• Given exercise:
Please copy all of the data below line for line, with no changes to any character.

--- Start Stored data ---

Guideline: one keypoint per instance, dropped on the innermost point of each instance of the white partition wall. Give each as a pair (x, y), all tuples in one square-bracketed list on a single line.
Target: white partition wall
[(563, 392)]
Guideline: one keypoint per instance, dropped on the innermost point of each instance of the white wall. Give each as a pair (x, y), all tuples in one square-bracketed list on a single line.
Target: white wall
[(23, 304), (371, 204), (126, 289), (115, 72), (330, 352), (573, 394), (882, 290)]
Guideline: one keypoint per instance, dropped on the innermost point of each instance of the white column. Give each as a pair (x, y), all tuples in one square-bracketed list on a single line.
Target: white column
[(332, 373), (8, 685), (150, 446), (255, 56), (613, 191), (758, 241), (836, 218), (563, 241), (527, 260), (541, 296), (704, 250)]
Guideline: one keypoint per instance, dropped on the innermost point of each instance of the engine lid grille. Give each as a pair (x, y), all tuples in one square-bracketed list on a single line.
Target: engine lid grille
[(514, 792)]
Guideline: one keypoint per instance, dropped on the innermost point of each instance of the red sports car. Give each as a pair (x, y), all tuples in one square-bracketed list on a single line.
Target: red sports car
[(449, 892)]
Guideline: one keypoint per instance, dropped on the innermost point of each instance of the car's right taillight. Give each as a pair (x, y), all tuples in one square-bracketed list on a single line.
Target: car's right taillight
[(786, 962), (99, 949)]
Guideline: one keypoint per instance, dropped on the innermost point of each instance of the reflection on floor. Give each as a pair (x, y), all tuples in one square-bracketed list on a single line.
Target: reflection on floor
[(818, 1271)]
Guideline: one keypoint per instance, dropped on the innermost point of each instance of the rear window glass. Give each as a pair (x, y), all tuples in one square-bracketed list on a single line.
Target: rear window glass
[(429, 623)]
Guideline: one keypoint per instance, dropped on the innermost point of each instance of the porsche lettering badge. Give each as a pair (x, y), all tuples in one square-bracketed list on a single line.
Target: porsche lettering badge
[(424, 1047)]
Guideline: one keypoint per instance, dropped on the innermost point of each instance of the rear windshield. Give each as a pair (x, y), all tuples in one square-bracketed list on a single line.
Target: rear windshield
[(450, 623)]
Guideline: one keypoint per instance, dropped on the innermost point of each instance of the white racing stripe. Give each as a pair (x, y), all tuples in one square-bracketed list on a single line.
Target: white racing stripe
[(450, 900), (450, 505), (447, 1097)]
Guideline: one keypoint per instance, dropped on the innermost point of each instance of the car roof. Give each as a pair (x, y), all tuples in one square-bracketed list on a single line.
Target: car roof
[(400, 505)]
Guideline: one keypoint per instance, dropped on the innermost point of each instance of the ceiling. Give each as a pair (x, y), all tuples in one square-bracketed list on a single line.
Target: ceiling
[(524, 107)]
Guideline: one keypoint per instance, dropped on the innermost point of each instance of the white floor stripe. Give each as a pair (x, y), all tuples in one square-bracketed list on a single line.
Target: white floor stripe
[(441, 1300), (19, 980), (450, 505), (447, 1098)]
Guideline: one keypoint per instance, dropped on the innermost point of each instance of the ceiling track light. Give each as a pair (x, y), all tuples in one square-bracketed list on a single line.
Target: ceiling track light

--- End Stored data ---

• The output:
Guideline: one keypoint per instance, dropped on the innermost point of each instance of the white partition wall. Give each as a pair (x, y), all tuples in one square-bracketed list on a single line.
Target: white partition wall
[(563, 392)]
Guideline: one keypoint per instance, dropped on the innermost point of each instance of the white wall. Give each as a pair (x, y), all tuples in one square-bracketed list on a single line.
Target: white wall
[(23, 304), (371, 204), (126, 289), (115, 72), (330, 352), (573, 394), (882, 290)]
Guideline: one keypoint per instance, dropped on the innermost point of each instance of the white column. Give each as a pair (x, y), all tuples in one square-bracketed list on a single line.
Target: white column
[(332, 373), (8, 685), (150, 446), (255, 56), (613, 191), (758, 241), (836, 218), (563, 241), (527, 260), (541, 296), (704, 250)]
Guideline: one keypoint per instance, dropped on the innermost point of each instance of the engine lid grille. Give each as a pair (x, y), all tuples in one square-bracketed list on a single line.
Target: engine lid grille
[(514, 792)]
Guideline: one keypoint per instance, dropped on the innermost point of each instance of the red sports car. Give each as a pair (x, y), all tuples in one square-bracketed list on a single line.
Target: red sports car
[(449, 892)]
Guideline: one keypoint per instance, dropped on the innermost point of each instance of the car's right taillight. Give each as a pair (x, y), all tuples in one square-bracketed list on a single line.
Target: car's right taillight
[(786, 962), (99, 949)]
Guideline: one keypoint per instance, dropped on the innermost point of each instance of the reflection on floor. Give each as a pair (x, y), all tuples in one square-bracketed list on a single line.
Target: reflection on floor
[(818, 1271)]
Guideline: one keypoint per instance, dropped on the innermost point of each instance of the rear window glass. Give each as a pair (x, y), all tuples in one square-bracketed list on a single line.
Target: rear window glass
[(429, 623)]
Guideline: one keypoint per instance, dropped on the innermost point of each instance of the porsche lettering badge. Give each as a pair (x, y), all tuples in one square-bracketed list on a single line.
Target: porsche lettering badge
[(424, 1047)]
Guideline: one keypoint per instance, dropped on the innermost point of each instance of the rear windshield. Give each as a pair (x, y), all tuples in one square-bracketed list on a single line.
Target: rear windshield
[(450, 623)]
Guideline: one keypoint per instance, dropped on the innermost point of each instance of the white racing stripe. Give each as a pair (x, y), all tuples in one square-bracketed list on a single line.
Target: white racing stripe
[(450, 900), (450, 505), (447, 1097)]
Guideline: one keypoint per instance, dropped on the innermost point of each instance of the car roof. Give each as a pair (x, y), all tuples in one square-bracketed list on a single line.
Target: car roof
[(400, 505)]
Guideline: one keypoint per instance, dropped on the innermost point of each instance of the ceiling. Give each as a pair (x, y), all tuples in one square-bracketed list on a single line.
Target: ceiling
[(524, 107)]
Guideline: one keypoint per instance, dropped on the innermost point of each instance of the white floor stripe. Give each as a pair (x, y), all tuples in one square-bracketed list on a single line.
Target: white floor stripe
[(441, 1300), (19, 980), (450, 505), (447, 1098)]
Guideline: one keypoint per instance, dropped on the innermost point of each instance of the ceiling track light. Give each as a pair (x, y), all tuples in one square-bracketed list on a single line.
Target: ceiling track light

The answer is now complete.